**Exercício A**
No texto sobre o Forte de São Gabriel da Cachoeira, em qual morro o forte se localizava?
**Exercício B**
Prossiga o texto sobre o Forte de São Gabriel da Cachoeira a partir da última frase apresentada.

**Texto da página**
Forte de São Gabriel da Cachoeira

Origem: Wikipédia, a enciclopédia livre.


Forte de São Gabriel da Cachoeira
Construção José I de Portugal (1763)
Aberto ao público Não

O Forte de São Gabriel da Cachoeira localizava-se no morro da Fortaleza, à margem esquerda do alto rio Negro, afluente da margem esquerda do rio Amazonas, atual cidade e município de São Gabriel da Cachoeira, no estado do Amazonas, no Brasil.

História[editar | editar código-fonte]

Antecedentes[editar | editar código-fonte]

As primeiras descrições da região do Alto Rio Negro e seus recursos, remontam à passagem da expedição de Pedro Teixeira em 1639, pelo seu cronista, o padre jesuíta espanhol Cristóbal de Acuña. Ao final desse século, em 1695, missionários carmelitas venciam as corredeiras para catequizar os indígenas do rio Uaupés, do rio Tiquié e do rio Içana, alargando os domínio da Coroa Portuguesa até às fronteiras com as atuais Colômbia e Venezuela.

**Seção de dados**
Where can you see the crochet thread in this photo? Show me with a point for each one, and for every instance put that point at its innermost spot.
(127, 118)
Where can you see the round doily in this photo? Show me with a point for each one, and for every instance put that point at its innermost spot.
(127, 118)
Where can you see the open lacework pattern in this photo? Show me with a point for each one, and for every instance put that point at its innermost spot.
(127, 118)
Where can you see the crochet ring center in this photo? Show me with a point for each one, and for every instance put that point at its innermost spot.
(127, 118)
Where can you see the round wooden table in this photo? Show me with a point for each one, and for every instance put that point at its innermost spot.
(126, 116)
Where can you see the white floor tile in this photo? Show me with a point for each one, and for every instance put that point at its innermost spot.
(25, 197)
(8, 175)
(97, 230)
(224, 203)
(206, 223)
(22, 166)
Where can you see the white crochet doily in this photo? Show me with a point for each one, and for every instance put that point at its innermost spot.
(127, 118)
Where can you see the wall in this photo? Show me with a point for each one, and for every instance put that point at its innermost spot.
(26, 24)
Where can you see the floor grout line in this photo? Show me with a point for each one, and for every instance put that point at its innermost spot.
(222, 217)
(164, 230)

* * *

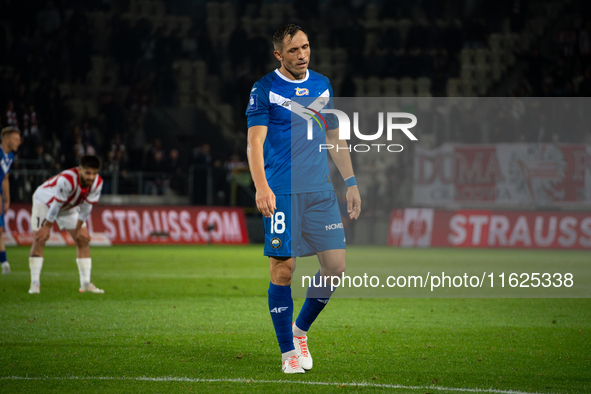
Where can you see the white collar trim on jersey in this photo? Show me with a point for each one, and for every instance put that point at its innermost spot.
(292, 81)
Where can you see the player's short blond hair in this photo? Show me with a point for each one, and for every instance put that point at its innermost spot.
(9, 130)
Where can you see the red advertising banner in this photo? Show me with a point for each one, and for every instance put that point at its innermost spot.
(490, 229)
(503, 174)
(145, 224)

**Resposta escrita A**
No morro da Fortaleza.

**Resposta escrita B**
Em consequência do Tratado de Madrid (1750), e do estabelecimento da Capitania de São José do Rio Negro (1755), com a finalidade de controlar os descimentos indígenas e de delimitar os domínios de Portugal na região, foram organizadas diversas expedições para patrulhar e fortificar o Alto Rio Negro. O governador da capitania, Tenente-coronel Gabriel de Souza Filgueiras (1760-1761), conforme deliberação de 23 de Maio de 1761, enviou para a área o capitão José da Silva Delgado à frente de um pequeno destacamento, com a missão de fortificá-la. Ao final desse mesmo ano, o destacamento instalou-se na aldeia de Curucui, erguendo (ou reerguendo) um fortim em uma das ilhas existentes (ilha Adana?), a partir do qual prosseguiu subindo o curso rio e tomando posse das aldeias de São José, São Pedro, Santa Maria e Santa Bárbara, e fundando outras, como as de São José Batista, na foz do rio Xié, Santa Isabel, na foz do rio Uaupés (Cuiarí), Senhor da Pedra, na cachoeira Caioba, Nossa Senhora de Nazaré, na ilha de São Gabriel, São Sebastião e São Francisco, na cachoeira do Vento e Santo Antônio, no rio Mariuá. A povoação, que remontava a 1759, viria a ser elevada a vila em 1833 com o nome de São Gabriel, em homenagem aquele governador.

OLIVEIRA (1968) refere que Delgado construiu uma casa-forte na ilha de São Gabriel, e fundou a povoação de Nossa Senhora da Nazaré da Curiana em terra firme. Filipe Sturm chamou a essa casa-forte "Presídio da ilha de S. Gabriel". Terá sido transformado mais tarde em uma vigia (OLIVEIRA denomina-a de "guarita"), com dois pavimentos, pelo Capitão Simão Coelho Peixoto. Esta, por sua vez, foi destruída por um incêndio (26 de setembro de 1762), deixando a sua guarnição desabrigada.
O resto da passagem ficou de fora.